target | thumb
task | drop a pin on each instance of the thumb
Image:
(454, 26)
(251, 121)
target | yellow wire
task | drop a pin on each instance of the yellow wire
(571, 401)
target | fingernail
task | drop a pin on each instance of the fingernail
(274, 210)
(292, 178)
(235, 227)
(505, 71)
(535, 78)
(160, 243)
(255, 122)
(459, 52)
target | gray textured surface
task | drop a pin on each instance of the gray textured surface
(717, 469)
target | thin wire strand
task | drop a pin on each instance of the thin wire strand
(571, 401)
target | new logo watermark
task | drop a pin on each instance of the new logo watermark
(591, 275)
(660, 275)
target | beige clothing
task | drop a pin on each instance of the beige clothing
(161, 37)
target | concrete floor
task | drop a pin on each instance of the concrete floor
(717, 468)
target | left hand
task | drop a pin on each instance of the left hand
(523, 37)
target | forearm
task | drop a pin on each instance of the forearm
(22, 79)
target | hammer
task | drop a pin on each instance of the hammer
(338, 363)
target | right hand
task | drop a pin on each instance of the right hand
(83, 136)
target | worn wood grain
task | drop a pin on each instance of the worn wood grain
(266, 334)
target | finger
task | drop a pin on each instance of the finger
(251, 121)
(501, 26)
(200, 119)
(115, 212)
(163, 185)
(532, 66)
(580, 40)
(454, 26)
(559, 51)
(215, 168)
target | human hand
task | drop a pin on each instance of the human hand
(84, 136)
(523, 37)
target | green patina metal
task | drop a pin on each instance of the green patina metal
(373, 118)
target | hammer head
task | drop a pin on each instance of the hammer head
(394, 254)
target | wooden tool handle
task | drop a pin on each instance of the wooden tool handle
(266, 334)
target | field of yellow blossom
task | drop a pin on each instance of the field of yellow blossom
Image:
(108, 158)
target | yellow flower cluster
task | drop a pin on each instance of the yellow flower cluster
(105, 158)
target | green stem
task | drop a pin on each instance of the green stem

--- --- ---

-- Problem statement --
Rewrite all of the items above, replacing "drop a pin on" with "place a marker on" wherever it occurs and leaving everything else unchanged.

-- Task answer --
target | thumb
task | place a marker on each instance of the thumb
Image:
(454, 26)
(251, 121)
target | yellow wire
task | place a marker on each instance of the yellow wire
(571, 401)
target | fingernail
task | place a marker on each instance of the fingernail
(274, 210)
(292, 178)
(235, 227)
(505, 71)
(535, 78)
(160, 243)
(255, 122)
(459, 52)
target | gray textured surface
task | place a marker on each instance of the gray textured surface
(717, 469)
target | thin wire strand
task | place a marker on each instance of the thin wire strand
(571, 401)
target | new logo watermark
task | place a marker on each instance of the new logo watermark
(591, 275)
(660, 275)
target | beige clothing
task | place a marker on each instance of the beige clothing
(161, 37)
target | concrete floor
task | place a marker on each instance of the concrete floor
(717, 468)
target | left hand
task | place a marker on each instance of the left hand
(523, 37)
target | forearm
task | place a marker on each instance of the forearm
(22, 79)
target | hammer
task | place a marker on each instance of the hammer
(338, 363)
target | right hand
task | place a marker on each instance of the right hand
(83, 136)
target | worn wood grain
task | place a marker on each instance of the worn wood grain
(266, 334)
target | finger
task | place a marker on each instance of the finger
(251, 121)
(501, 26)
(200, 119)
(115, 212)
(163, 185)
(532, 66)
(580, 40)
(454, 26)
(559, 51)
(215, 168)
target | human hand
task | place a marker on each instance of the human hand
(84, 136)
(523, 37)
target | green patina metal
task | place a marker on each instance of the green patina metal
(373, 118)
target | hammer head
task | place a marker on each instance of the hammer head
(394, 254)
target | wooden tool handle
task | place a marker on each instance of the wooden tool handle
(266, 334)
target | field of yellow blossom
task | place a marker on each instance of the field of yellow blossom
Image:
(108, 158)
target | yellow flower cluster
task | place a marker on each instance of the yellow flower cluster
(105, 158)
target | green stem
task | place a marker on each instance of the green stem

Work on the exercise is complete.